DESCRIPTION OF THE TASK.
Switch "shirt" to "blouse" in the part of the entries that opens with the line containing "where: eyelash" and closes with the line containing "[201,377,317,416]", and give only those lines back with nothing else altered.

ENTRIES PROVIDED.
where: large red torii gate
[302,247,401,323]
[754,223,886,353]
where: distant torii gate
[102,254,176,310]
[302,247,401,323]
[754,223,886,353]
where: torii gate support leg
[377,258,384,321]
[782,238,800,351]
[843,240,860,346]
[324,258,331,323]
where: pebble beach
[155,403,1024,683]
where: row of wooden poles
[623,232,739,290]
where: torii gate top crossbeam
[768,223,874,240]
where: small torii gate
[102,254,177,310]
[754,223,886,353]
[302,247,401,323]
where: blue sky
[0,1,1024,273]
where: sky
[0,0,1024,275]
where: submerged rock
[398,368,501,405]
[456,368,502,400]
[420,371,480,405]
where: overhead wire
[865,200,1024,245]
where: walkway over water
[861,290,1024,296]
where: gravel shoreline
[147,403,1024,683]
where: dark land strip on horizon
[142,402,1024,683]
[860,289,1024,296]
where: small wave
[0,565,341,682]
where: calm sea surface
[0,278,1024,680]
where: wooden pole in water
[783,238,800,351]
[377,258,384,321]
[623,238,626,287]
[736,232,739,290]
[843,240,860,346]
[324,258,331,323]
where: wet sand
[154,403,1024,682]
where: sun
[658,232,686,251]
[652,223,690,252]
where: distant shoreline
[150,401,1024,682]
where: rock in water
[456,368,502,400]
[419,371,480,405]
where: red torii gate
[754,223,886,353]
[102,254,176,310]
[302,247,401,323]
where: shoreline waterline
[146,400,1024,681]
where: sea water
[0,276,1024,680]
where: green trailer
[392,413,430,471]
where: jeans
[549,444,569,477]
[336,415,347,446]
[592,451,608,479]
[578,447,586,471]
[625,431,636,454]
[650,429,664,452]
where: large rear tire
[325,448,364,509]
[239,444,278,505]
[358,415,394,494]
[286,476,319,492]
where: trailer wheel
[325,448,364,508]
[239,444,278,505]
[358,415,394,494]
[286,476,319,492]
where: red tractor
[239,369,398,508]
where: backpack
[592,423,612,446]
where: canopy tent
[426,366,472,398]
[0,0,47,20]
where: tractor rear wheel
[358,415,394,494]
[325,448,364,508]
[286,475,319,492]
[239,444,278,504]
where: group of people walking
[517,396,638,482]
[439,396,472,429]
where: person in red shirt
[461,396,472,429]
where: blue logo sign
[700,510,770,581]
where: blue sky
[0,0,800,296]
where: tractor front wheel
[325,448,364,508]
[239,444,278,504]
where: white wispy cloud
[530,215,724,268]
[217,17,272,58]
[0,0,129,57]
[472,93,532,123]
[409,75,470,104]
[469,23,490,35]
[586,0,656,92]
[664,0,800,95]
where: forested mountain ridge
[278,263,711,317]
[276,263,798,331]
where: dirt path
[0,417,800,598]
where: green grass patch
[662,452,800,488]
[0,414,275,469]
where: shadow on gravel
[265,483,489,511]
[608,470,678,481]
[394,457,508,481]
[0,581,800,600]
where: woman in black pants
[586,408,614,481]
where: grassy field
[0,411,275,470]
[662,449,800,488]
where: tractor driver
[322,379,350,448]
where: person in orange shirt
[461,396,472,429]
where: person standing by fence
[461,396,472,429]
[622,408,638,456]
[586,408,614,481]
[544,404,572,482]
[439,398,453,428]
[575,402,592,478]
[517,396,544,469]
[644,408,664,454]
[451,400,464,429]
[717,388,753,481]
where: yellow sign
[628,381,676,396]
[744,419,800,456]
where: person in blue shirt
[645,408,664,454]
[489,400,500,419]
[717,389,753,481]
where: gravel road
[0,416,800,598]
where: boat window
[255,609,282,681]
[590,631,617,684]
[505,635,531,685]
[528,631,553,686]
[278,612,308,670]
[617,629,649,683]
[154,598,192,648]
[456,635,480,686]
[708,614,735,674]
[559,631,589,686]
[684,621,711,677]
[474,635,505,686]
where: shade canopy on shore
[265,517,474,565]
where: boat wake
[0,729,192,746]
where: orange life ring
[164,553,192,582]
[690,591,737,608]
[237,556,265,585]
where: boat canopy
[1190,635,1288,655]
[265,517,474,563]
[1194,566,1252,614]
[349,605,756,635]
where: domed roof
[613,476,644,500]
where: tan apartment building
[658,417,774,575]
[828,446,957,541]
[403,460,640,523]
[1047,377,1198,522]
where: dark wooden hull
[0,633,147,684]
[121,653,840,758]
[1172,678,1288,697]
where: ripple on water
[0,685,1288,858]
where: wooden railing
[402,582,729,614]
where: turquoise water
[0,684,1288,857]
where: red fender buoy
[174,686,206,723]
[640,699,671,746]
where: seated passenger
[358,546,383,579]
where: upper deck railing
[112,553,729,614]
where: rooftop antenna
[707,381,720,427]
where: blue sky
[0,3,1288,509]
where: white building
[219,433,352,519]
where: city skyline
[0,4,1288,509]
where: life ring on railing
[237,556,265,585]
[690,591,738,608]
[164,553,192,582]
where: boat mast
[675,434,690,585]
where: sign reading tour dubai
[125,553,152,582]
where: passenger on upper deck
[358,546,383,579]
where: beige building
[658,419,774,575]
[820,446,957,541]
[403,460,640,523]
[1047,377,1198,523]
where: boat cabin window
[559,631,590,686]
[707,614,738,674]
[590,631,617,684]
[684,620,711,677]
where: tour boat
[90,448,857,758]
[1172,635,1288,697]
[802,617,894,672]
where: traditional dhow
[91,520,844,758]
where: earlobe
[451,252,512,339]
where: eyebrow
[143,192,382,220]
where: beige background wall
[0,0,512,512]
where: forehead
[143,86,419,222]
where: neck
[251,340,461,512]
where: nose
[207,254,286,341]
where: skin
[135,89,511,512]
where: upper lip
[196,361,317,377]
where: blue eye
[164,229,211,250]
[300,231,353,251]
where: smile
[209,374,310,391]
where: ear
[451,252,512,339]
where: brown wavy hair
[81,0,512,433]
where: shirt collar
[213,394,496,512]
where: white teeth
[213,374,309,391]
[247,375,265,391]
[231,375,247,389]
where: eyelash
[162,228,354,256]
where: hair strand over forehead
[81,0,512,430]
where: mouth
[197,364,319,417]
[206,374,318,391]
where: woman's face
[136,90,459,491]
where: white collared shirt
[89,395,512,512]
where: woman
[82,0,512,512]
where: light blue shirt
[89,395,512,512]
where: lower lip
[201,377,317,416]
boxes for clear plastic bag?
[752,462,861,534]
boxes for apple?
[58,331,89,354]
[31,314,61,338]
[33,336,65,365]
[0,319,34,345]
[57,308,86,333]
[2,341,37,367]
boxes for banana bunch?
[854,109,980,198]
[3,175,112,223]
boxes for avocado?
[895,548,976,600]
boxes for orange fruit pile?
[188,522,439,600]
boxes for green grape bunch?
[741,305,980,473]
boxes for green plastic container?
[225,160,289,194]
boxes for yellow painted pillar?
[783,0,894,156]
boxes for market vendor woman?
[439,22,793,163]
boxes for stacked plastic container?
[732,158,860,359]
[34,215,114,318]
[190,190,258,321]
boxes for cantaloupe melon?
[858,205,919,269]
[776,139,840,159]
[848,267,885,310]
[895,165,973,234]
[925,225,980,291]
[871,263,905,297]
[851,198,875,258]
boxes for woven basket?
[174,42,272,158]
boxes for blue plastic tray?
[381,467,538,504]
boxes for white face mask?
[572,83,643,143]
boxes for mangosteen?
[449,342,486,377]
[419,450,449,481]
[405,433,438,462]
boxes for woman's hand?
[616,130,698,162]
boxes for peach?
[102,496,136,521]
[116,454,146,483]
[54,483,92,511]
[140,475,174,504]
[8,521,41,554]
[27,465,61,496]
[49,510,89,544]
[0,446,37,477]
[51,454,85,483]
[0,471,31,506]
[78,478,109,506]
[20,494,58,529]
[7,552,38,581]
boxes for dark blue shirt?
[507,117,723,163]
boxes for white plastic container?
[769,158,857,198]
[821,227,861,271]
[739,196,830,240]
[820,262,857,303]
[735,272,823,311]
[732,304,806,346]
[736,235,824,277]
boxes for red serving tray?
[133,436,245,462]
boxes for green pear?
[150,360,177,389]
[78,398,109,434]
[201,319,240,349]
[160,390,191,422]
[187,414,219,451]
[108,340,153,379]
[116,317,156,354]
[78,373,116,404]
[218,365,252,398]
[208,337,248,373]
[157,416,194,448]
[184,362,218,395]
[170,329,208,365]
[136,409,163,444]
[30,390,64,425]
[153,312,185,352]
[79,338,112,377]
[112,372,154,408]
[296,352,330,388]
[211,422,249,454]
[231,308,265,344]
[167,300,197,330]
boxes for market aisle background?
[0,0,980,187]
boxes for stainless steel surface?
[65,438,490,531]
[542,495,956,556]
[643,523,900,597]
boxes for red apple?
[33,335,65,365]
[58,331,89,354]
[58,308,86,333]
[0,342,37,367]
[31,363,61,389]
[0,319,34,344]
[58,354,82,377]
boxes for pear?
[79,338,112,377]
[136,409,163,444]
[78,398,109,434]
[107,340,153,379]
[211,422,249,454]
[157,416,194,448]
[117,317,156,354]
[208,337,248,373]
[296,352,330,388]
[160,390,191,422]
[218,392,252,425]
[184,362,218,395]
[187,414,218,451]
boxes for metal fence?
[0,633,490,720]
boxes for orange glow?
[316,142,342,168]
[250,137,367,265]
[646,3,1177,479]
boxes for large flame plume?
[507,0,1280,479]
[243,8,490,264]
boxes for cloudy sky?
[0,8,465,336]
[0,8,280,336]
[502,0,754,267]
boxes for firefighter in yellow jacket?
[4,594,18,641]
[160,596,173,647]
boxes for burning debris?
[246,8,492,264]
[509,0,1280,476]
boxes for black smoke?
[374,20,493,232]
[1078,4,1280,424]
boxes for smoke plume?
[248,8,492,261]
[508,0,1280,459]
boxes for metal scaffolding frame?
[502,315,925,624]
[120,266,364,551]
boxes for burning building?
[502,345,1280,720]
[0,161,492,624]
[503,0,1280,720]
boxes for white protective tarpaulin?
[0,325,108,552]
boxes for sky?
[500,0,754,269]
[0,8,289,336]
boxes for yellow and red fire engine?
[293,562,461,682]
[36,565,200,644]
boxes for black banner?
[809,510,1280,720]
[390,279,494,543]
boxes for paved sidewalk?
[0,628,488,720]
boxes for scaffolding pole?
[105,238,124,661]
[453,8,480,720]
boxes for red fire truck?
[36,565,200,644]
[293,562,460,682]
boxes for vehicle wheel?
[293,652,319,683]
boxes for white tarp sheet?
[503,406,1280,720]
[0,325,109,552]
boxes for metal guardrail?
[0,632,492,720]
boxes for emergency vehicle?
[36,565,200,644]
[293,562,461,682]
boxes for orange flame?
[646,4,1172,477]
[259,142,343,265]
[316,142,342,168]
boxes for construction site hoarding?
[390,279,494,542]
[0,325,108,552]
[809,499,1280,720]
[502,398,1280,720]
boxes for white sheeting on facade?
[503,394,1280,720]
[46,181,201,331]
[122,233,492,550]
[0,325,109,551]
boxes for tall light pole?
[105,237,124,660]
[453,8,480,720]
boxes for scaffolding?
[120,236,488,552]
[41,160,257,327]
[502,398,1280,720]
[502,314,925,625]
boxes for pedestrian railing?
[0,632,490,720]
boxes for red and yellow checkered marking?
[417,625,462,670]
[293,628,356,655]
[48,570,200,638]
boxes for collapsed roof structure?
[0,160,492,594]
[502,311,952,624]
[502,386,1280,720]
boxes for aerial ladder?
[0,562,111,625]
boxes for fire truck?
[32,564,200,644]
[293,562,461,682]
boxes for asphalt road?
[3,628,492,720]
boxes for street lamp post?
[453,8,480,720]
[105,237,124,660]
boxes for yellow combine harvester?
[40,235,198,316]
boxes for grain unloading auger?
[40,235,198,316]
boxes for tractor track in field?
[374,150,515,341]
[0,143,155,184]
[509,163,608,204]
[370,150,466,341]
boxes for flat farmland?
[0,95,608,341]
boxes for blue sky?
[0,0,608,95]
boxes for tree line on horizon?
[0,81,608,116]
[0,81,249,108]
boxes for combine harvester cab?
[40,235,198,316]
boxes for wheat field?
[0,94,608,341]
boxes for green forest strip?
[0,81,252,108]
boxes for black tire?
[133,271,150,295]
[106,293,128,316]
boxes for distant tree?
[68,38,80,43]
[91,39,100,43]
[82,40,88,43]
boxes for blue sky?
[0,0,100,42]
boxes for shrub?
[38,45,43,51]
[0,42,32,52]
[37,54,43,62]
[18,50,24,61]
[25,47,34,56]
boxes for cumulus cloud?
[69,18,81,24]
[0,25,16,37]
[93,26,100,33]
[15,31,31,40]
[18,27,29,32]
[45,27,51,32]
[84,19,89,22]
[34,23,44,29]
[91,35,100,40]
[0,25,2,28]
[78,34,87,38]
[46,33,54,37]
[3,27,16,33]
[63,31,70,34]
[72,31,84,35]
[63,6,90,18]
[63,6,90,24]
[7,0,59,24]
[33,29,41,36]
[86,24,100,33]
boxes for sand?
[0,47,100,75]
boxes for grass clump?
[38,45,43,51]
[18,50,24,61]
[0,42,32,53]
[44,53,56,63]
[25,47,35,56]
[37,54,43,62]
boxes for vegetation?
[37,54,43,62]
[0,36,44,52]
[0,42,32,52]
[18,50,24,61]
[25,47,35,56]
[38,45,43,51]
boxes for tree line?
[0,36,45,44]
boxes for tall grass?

RESPONSE BELOW.
where: eyelash
[162,228,354,256]
where: hair strand over forehead
[81,0,512,430]
where: mouth
[197,364,319,417]
[206,374,318,391]
where: woman's face
[136,90,459,491]
where: white collared blouse
[89,395,512,512]
where: woman
[82,0,512,512]
where: light blue blouse
[89,395,512,512]
where: lower lip
[201,377,317,416]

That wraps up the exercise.